The boom times might be over, but for those FMs who have the requisite skills and are prepared to adapt to the stricter lifestyle rules, there's still eastern promise to be found in the Gulf States, says Nick Martindale.
8 September 2014
With its sun, sea and tax-free salary as selling points, it's easy to imagine why UK FMs might in their idler moments consider upping sticks and heading out to the Middle East.
There is certainly a demand for those with experience in the sector, largely as a result of a shortage of local talent and a rapidly expanding market, which is now having to consider the maintenance of buildings as well as constructing new ones.
"There is a general shortage of high-quality experienced FM talent across the region," says Tim Popplewell, chief operating officer of Transguard Group, who has been based in Dubai for the past four years.
"The UK FM industry has always been highly regarded and people from the UK may have a slight advantage as many of the FM companies here tend to have UK expats in very senior management roles."
The main opportunities are in the United Arab Emirates, and Dubai and Abu Dhabi in particular, he says. "The growth in Dubai is phenomenal, with the hotel, retail, commercial office and residential property markets all very buoyant and the general business mood one of optimism, especially since the award of Expo 2020," he says. "Qatar is also tipped for significant growth with a raft of projects and developments in progress or planned to start, and with the World Cup on the horizon."
But there are signs that some parts of the Middle East are starting to resist the instinct to bring in labour from outside, says Mark Armstrong, FM and environmental manager at recruitment firm Dovetail HRS. "We're seeing in Qatar, for example, that there's a real preference for local talent now and a couple of our clients are now not in a position where they can bring in non-Qataris," he says.
But he, too, says those from the UK are well regarded, and highlights a particular shortage of local talent at account manager level across the region.
"We're seeing a lot more clients saying they need people in these countries, and I know they will have looked locally first," he says. "That says to me that there's not the homegrown talent at that facilities manager or account manager level."
Anyone hoping to land a role - whether in-house or for an FM service provider - will need to demonstrate both qualifications and skills, including excellent all-round soft and hard FM knowledge, contract management skills and the ability to work alongside different cultures, says Popplewell.
"For me, though, those are all skills candidates should have, or be acquiring," he says. "What really sets the good candidates apart is attitude. A real 'can-do' approach to life is essential and traditional FM professionals may need to leave a few of their FM preconceptions at the airport. Things can work a little differently in the Middle East, and candidates with resilience and flexibility are essential. Patience is also essential; things can be slower than one might be used to in the UK."
In some parts of the region, those without degrees cannot be called "managers", points out Armstrong, and he also points to a strong emphasis on previous employers.

◆ **Your tasks**:
1. Could you write out the article on FM work in the Gulf States word for word, from "But there are" to "across the region."?
2. Could you continue the article on FM work in the Gulf States, picking up after its last sentence?

◆ **Dataset content**:
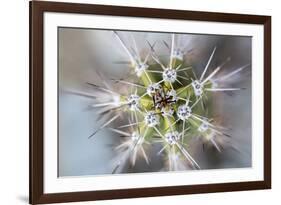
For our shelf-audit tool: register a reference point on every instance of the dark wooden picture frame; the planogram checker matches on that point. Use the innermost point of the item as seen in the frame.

◆ **Answer set**:
1.
But there are signs that some parts of the Middle East are starting to resist the instinct to bring in labour from outside, says Mark Armstrong, FM and environmental manager at recruitment firm Dovetail HRS. "We're seeing in Qatar, for example, that there's a real preference for local talent now and a couple of our clients are now not in a position where they can bring in non-Qataris," he says.
But he, too, says those from the UK are well regarded, and highlights a particular shortage of local talent at account manager level across the region.

2.
"There's a lot of emphasis on who you work for and what clients you work with, so if you've worked or have been a service provider for a big investment bank and have managed a large property portfolio you will be of interest in the Middle East," he says. "They think they're like those clients; they have these fantastic buildings which are very modern and stylish, and they want people who are used to managing those."
From a career perspective, such a move can give people exposure to projects they would be unlikely to come across in the UK, says Bill Heath, managing director of Mace Macro International, who moved out to Dubai to set up the business in 2008, having established the UK organisation six years earlier.
"We work on such a wide variety of projects, from commercial and residential buildings, to a zoo, school campus and government buildings, to a brand new city for two million people, so there is always something new to learn," he says. "The knowledge of FM also varies, which offers us the opportunity to both educate and also learn from a client's past experiences and current needs. Someone's experience would definitely be more varied in the Middle East."
Salaries in the area also vary; those in public sector posts are higher than the private sector, says Darren Angelaki-King, project manager at Serco, based in Abu Dhabi, although all have the benefit of being tax-free. But the cost of living can be high, and there are other factors to consider too in assessing whether the move will stack up on a personal level.
"Consumer goods, housing and travelling costs can be expensive, and being away from home is not for everyone," he says. "Holidays are also rightly geared towards the Muslim calendar and traditional Western holiday periods are often hard to accommodate, with such a high expatriate workforce all wanting to take the same time off."
Salary levels themselves are not quite as high compared with the UK as they once were, says Armstrong, but the tax-free aspect in particular can be an issue if people eventually plan on heading home.
"In the last few roles I have worked on the salaries have been maybe 5 or 10 per cent more than they are here but they are tax-free," he says. "If you're in the 40 per cent tax bracket, suddenly having that knocked off you again comes as quite a shock. My advice is to think very carefully about that, because if you ever want to come back you will have to take a hit."
Linda Engstrom-Condon is head of asset and facilities management consultancy in the Middle East for AECOM, and chairman of the interim UAE BIFM committee. She says there is a dearth of expats with 10 to 15 years' experience, suggesting that those with younger families are less likely to make the move.
"There is a shortage of talent in general, but particularly with regards to slightly younger FM professionals," she says. "I have faced many challenges in trying to recruit both graduate-level FMs and those with 10-15 years' experience. It has been much easier to recruit senior people with 25-plus years' experience."
The main growth areas in FM in the region are the UAE, Qatar and the Kingdom of Saudi Arabia, she adds.
Popplewell, though, believes this is changing, at least in areas such as Dubai.
"A few years back I would have said the opportunities are ideal for relatively young, single people who want to experience working overseas, making some good money and enjoying a great lifestyle," he says. "Although that is still true today, there are now a lot of families here who have made a permanent move to the region. Healthcare and education are excellent, the environment is very safe and the leisure facilities for children are exceptional."
Anyone heading over to the Middle East needs to do so determined to fully embrace the experience, warns Heath.
"My advice would be to fully embrace the different customs during your time here," he says. "There is so much to learn and so many different people to meet, so don't just seek out fellow countrymen."
Yet there are also certain parts of the region where it will be harder to integrate than others - particularly for women.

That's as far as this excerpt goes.